THE PROBLEM —
From the entries below, reproduce exactly the line containing "Target: curb", the line containing "column 2, row 614", and every line in between, with nothing added.

RECORDS TO USE START

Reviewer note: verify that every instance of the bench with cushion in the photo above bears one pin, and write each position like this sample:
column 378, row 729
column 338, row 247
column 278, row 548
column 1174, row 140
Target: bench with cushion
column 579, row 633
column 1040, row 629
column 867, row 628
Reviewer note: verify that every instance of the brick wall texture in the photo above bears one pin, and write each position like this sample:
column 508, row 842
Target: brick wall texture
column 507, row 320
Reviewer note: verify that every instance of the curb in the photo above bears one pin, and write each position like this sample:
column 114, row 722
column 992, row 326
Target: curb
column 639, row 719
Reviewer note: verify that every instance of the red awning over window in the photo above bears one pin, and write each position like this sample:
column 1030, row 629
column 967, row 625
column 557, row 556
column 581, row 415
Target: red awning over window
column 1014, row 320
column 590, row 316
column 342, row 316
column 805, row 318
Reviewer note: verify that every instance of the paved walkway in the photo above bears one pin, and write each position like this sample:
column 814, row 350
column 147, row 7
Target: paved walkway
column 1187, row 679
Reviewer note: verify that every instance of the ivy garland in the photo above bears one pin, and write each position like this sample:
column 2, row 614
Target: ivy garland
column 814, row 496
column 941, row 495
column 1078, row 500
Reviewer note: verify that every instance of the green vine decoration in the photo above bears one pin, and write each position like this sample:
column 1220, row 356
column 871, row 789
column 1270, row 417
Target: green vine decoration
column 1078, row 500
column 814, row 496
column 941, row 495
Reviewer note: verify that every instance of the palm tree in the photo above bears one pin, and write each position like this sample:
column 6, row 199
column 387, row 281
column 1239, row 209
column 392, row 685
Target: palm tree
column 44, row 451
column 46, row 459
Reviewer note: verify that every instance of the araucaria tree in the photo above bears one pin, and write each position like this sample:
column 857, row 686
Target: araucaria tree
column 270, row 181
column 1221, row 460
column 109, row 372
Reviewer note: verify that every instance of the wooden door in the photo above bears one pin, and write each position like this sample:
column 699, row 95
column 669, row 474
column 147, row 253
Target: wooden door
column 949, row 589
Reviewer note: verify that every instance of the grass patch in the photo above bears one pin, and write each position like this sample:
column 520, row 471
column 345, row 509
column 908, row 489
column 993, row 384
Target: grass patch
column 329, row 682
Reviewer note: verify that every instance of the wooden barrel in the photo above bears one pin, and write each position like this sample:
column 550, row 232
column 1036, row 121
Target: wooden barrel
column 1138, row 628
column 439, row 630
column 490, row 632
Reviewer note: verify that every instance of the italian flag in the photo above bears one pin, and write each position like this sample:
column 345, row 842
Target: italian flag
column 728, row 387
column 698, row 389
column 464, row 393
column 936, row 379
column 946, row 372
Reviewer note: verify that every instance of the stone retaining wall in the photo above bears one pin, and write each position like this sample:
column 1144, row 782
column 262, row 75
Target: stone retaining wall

RECORDS TO USE END

TASK ANSWER —
Target: curb
column 639, row 719
Reviewer note: verify that every instance of the red awning over window in the photo above bears one pin, and write each position like this sample:
column 1030, row 629
column 967, row 625
column 557, row 556
column 581, row 415
Target: red awning over window
column 1014, row 320
column 590, row 316
column 342, row 316
column 805, row 318
Reviewer note: verify that every instance of the paved walkway in the photo above bears one pin, and write each position like this sample:
column 814, row 350
column 147, row 7
Target: paved walkway
column 1187, row 679
Reviewer note: verify that every instance of the ivy garland in the photo above bears one pin, and write each position like this sample:
column 2, row 614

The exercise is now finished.